• [Aim] Rewrite the data below, replacing each "chicken toe" with "chicken claw" and leaving everything else unchanged.

-- Data start --

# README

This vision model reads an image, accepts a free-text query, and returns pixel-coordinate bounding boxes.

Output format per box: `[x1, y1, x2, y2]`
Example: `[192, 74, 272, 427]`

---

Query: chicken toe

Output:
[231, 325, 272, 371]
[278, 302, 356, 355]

-- Data end --

• [Written solution]
# README

This vision model reads an image, accepts a free-text query, and returns pixel-coordinate bounding boxes.

Output format per box: `[x1, y1, x2, y2]`
Example: `[192, 74, 272, 427]`

---

Query: chicken claw

Output:
[231, 325, 272, 371]
[278, 302, 356, 355]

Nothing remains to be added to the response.